Written request
Render all of the material below as a Markdown table with two columns, Row and Line. Number each line in order and leave out any blank lines.

Rows taken from a pointing dataset:
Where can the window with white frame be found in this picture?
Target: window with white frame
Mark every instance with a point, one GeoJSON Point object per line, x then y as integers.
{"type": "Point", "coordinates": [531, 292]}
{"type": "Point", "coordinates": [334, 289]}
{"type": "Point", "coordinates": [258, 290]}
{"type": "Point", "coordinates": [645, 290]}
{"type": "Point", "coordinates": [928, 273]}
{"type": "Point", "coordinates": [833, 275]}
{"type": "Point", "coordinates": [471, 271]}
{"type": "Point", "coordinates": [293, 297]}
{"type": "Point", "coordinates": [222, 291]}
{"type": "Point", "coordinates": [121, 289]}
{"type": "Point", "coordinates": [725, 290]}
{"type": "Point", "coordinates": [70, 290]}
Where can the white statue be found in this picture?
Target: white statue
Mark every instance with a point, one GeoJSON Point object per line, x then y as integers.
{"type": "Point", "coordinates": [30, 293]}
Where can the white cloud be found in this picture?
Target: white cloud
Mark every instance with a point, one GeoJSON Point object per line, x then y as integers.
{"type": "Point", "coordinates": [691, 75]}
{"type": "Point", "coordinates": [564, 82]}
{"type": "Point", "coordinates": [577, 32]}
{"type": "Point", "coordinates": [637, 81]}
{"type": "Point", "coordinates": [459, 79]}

Problem solution
| Row | Line |
|---|---|
| 1 | Where can the window with white frame be found in this picture? |
| 2 | Target: window with white frame |
| 3 | Mark every instance with a point, one GeoJSON Point object per line, x then y as integers. |
| 4 | {"type": "Point", "coordinates": [531, 292]} |
| 5 | {"type": "Point", "coordinates": [334, 289]} |
| 6 | {"type": "Point", "coordinates": [258, 290]} |
| 7 | {"type": "Point", "coordinates": [645, 290]} |
| 8 | {"type": "Point", "coordinates": [928, 273]} |
| 9 | {"type": "Point", "coordinates": [833, 275]} |
| 10 | {"type": "Point", "coordinates": [471, 271]} |
| 11 | {"type": "Point", "coordinates": [293, 297]} |
| 12 | {"type": "Point", "coordinates": [222, 291]} |
| 13 | {"type": "Point", "coordinates": [121, 289]} |
| 14 | {"type": "Point", "coordinates": [725, 290]} |
| 15 | {"type": "Point", "coordinates": [70, 290]} |
| 16 | Where can the white statue be found in this picture? |
| 17 | Target: white statue |
| 18 | Mark every instance with a point, one GeoJSON Point object per line, x then y as integers. |
| 19 | {"type": "Point", "coordinates": [30, 293]} |
| 20 | Where can the white cloud be found in this picture? |
| 21 | Target: white cloud |
| 22 | Mark every instance with a point, one GeoJSON Point object per line, x then y as integers. |
| 23 | {"type": "Point", "coordinates": [691, 75]} |
| 24 | {"type": "Point", "coordinates": [564, 82]} |
| 25 | {"type": "Point", "coordinates": [577, 32]} |
| 26 | {"type": "Point", "coordinates": [637, 81]} |
| 27 | {"type": "Point", "coordinates": [459, 79]} |